:: Task prompt ::
Pick out each line in the entries below that contains the word "green" and copy those lines.

** Start Given data **

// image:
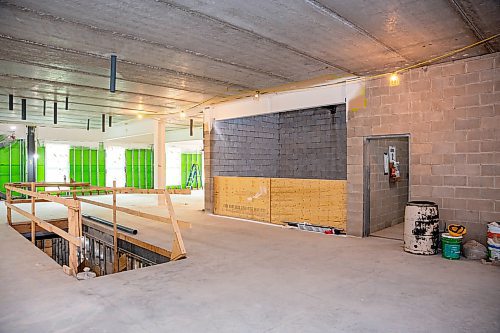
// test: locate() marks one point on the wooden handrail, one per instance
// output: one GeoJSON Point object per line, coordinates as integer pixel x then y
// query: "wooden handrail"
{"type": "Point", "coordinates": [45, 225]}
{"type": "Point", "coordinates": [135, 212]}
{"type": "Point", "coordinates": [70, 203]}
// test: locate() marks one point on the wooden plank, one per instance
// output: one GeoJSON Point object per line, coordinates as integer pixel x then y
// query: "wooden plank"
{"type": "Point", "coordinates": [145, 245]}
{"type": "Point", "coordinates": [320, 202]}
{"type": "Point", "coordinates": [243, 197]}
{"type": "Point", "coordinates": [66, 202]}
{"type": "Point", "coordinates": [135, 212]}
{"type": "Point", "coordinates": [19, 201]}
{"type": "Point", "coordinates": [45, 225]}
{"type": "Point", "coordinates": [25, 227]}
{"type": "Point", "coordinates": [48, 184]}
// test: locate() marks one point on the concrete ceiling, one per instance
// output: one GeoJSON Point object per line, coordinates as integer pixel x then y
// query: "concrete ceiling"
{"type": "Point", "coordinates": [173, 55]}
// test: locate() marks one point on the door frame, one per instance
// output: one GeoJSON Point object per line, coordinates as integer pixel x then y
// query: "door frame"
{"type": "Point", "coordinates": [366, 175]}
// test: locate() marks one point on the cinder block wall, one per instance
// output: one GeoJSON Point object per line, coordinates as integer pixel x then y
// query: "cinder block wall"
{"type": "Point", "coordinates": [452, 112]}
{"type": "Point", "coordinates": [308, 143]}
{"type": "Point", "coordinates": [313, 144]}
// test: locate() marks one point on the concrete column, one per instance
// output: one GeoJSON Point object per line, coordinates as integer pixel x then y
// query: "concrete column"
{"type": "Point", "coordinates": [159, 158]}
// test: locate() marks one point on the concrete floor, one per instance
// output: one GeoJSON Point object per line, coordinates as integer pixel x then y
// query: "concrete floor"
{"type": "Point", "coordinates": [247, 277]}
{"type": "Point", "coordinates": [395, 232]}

** End Given data **
** Start Given data **

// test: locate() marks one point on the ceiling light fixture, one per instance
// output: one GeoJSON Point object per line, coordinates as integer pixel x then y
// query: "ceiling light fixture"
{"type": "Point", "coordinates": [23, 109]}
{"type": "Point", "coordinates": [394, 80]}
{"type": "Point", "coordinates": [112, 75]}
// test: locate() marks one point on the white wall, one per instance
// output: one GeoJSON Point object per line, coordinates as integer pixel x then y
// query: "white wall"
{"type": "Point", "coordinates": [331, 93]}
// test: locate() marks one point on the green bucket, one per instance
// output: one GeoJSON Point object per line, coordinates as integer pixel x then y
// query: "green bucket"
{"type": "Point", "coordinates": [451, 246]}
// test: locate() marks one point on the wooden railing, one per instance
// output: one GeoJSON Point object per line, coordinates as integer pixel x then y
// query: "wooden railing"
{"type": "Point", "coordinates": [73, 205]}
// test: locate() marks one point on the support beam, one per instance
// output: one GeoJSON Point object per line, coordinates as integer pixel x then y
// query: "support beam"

** End Given data **
** Start Given data **

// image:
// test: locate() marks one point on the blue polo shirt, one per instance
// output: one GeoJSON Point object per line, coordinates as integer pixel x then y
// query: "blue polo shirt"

** End Given data **

:: Full answer ::
// test: locate() marks one point on the green bucket, one per instance
// query: "green bucket"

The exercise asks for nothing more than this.